# SUPPLIED RECORDS
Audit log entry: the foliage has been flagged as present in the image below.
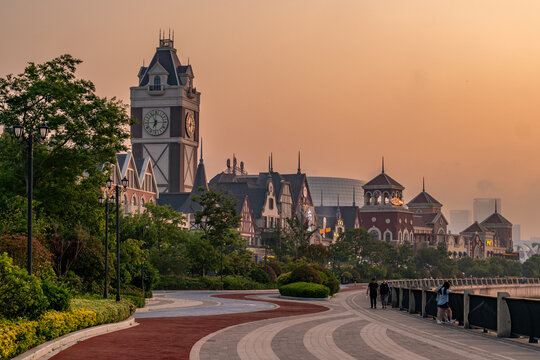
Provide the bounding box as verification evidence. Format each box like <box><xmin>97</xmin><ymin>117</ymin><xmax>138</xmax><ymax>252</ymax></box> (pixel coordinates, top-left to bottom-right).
<box><xmin>41</xmin><ymin>279</ymin><xmax>71</xmax><ymax>312</ymax></box>
<box><xmin>156</xmin><ymin>276</ymin><xmax>276</xmax><ymax>290</ymax></box>
<box><xmin>523</xmin><ymin>255</ymin><xmax>540</xmax><ymax>277</ymax></box>
<box><xmin>277</xmin><ymin>272</ymin><xmax>292</xmax><ymax>287</ymax></box>
<box><xmin>71</xmin><ymin>298</ymin><xmax>135</xmax><ymax>325</ymax></box>
<box><xmin>314</xmin><ymin>266</ymin><xmax>340</xmax><ymax>295</ymax></box>
<box><xmin>0</xmin><ymin>234</ymin><xmax>54</xmax><ymax>278</ymax></box>
<box><xmin>249</xmin><ymin>266</ymin><xmax>272</xmax><ymax>284</ymax></box>
<box><xmin>0</xmin><ymin>296</ymin><xmax>133</xmax><ymax>360</ymax></box>
<box><xmin>0</xmin><ymin>253</ymin><xmax>48</xmax><ymax>319</ymax></box>
<box><xmin>279</xmin><ymin>282</ymin><xmax>330</xmax><ymax>298</ymax></box>
<box><xmin>267</xmin><ymin>261</ymin><xmax>282</xmax><ymax>276</ymax></box>
<box><xmin>289</xmin><ymin>264</ymin><xmax>322</xmax><ymax>284</ymax></box>
<box><xmin>414</xmin><ymin>247</ymin><xmax>459</xmax><ymax>278</ymax></box>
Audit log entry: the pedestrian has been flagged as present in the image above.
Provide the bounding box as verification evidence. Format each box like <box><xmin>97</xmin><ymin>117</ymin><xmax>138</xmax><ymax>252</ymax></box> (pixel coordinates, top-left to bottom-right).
<box><xmin>379</xmin><ymin>280</ymin><xmax>389</xmax><ymax>309</ymax></box>
<box><xmin>436</xmin><ymin>281</ymin><xmax>455</xmax><ymax>324</ymax></box>
<box><xmin>366</xmin><ymin>278</ymin><xmax>379</xmax><ymax>309</ymax></box>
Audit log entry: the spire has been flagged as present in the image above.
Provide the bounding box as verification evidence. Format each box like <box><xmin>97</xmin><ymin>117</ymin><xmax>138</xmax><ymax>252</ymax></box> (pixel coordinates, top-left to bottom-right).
<box><xmin>321</xmin><ymin>189</ymin><xmax>324</xmax><ymax>206</ymax></box>
<box><xmin>297</xmin><ymin>151</ymin><xmax>301</xmax><ymax>175</ymax></box>
<box><xmin>353</xmin><ymin>187</ymin><xmax>356</xmax><ymax>207</ymax></box>
<box><xmin>268</xmin><ymin>156</ymin><xmax>271</xmax><ymax>173</ymax></box>
<box><xmin>422</xmin><ymin>177</ymin><xmax>425</xmax><ymax>192</ymax></box>
<box><xmin>382</xmin><ymin>156</ymin><xmax>385</xmax><ymax>173</ymax></box>
<box><xmin>270</xmin><ymin>152</ymin><xmax>273</xmax><ymax>173</ymax></box>
<box><xmin>495</xmin><ymin>199</ymin><xmax>498</xmax><ymax>213</ymax></box>
<box><xmin>199</xmin><ymin>137</ymin><xmax>203</xmax><ymax>163</ymax></box>
<box><xmin>337</xmin><ymin>194</ymin><xmax>340</xmax><ymax>207</ymax></box>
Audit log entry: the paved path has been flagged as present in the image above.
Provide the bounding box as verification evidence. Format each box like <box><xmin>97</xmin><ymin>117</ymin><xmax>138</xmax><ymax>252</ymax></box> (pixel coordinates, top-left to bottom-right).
<box><xmin>50</xmin><ymin>288</ymin><xmax>540</xmax><ymax>359</ymax></box>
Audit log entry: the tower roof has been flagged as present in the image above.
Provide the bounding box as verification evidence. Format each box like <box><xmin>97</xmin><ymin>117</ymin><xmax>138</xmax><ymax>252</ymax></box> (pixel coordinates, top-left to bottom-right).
<box><xmin>481</xmin><ymin>212</ymin><xmax>512</xmax><ymax>226</ymax></box>
<box><xmin>407</xmin><ymin>191</ymin><xmax>442</xmax><ymax>207</ymax></box>
<box><xmin>462</xmin><ymin>221</ymin><xmax>490</xmax><ymax>234</ymax></box>
<box><xmin>363</xmin><ymin>172</ymin><xmax>404</xmax><ymax>190</ymax></box>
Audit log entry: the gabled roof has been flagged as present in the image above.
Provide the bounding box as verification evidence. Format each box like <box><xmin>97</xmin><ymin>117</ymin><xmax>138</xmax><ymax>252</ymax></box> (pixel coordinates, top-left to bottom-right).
<box><xmin>213</xmin><ymin>182</ymin><xmax>267</xmax><ymax>218</ymax></box>
<box><xmin>157</xmin><ymin>193</ymin><xmax>191</xmax><ymax>212</ymax></box>
<box><xmin>481</xmin><ymin>212</ymin><xmax>512</xmax><ymax>226</ymax></box>
<box><xmin>462</xmin><ymin>221</ymin><xmax>491</xmax><ymax>234</ymax></box>
<box><xmin>192</xmin><ymin>159</ymin><xmax>208</xmax><ymax>193</ymax></box>
<box><xmin>413</xmin><ymin>213</ymin><xmax>438</xmax><ymax>227</ymax></box>
<box><xmin>407</xmin><ymin>191</ymin><xmax>442</xmax><ymax>207</ymax></box>
<box><xmin>363</xmin><ymin>172</ymin><xmax>404</xmax><ymax>189</ymax></box>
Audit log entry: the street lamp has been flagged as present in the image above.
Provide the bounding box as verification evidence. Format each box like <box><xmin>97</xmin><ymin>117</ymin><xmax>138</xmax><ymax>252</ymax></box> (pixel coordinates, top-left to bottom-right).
<box><xmin>107</xmin><ymin>176</ymin><xmax>128</xmax><ymax>301</ymax></box>
<box><xmin>99</xmin><ymin>194</ymin><xmax>111</xmax><ymax>299</ymax></box>
<box><xmin>11</xmin><ymin>122</ymin><xmax>48</xmax><ymax>275</ymax></box>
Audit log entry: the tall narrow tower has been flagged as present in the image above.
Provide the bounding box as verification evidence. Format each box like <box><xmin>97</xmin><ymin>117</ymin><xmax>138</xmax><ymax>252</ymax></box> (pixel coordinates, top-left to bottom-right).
<box><xmin>130</xmin><ymin>33</ymin><xmax>201</xmax><ymax>193</ymax></box>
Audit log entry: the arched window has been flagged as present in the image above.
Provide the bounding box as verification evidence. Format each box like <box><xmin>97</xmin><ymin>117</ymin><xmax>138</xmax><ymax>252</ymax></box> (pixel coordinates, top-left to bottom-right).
<box><xmin>369</xmin><ymin>227</ymin><xmax>381</xmax><ymax>240</ymax></box>
<box><xmin>383</xmin><ymin>192</ymin><xmax>390</xmax><ymax>205</ymax></box>
<box><xmin>365</xmin><ymin>192</ymin><xmax>372</xmax><ymax>205</ymax></box>
<box><xmin>384</xmin><ymin>231</ymin><xmax>392</xmax><ymax>241</ymax></box>
<box><xmin>404</xmin><ymin>231</ymin><xmax>409</xmax><ymax>242</ymax></box>
<box><xmin>374</xmin><ymin>191</ymin><xmax>381</xmax><ymax>205</ymax></box>
<box><xmin>269</xmin><ymin>198</ymin><xmax>274</xmax><ymax>210</ymax></box>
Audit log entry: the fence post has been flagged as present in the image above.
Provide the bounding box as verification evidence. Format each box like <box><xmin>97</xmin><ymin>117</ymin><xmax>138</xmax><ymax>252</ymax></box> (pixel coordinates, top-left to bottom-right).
<box><xmin>409</xmin><ymin>289</ymin><xmax>415</xmax><ymax>314</ymax></box>
<box><xmin>391</xmin><ymin>287</ymin><xmax>399</xmax><ymax>308</ymax></box>
<box><xmin>399</xmin><ymin>288</ymin><xmax>404</xmax><ymax>310</ymax></box>
<box><xmin>464</xmin><ymin>290</ymin><xmax>474</xmax><ymax>329</ymax></box>
<box><xmin>497</xmin><ymin>292</ymin><xmax>511</xmax><ymax>337</ymax></box>
<box><xmin>421</xmin><ymin>289</ymin><xmax>427</xmax><ymax>318</ymax></box>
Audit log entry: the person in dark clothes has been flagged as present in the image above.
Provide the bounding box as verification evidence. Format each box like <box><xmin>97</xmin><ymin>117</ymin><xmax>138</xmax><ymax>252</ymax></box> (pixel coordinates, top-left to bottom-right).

# WHAT YOU NEED TO DO
Copy every line that contains "roof" from the listing above.

# OUTPUT
Audit log entry: the tower roof has been flagged as present in the image above.
Audit log entry: the gabled roof has been flagged as present in the image above.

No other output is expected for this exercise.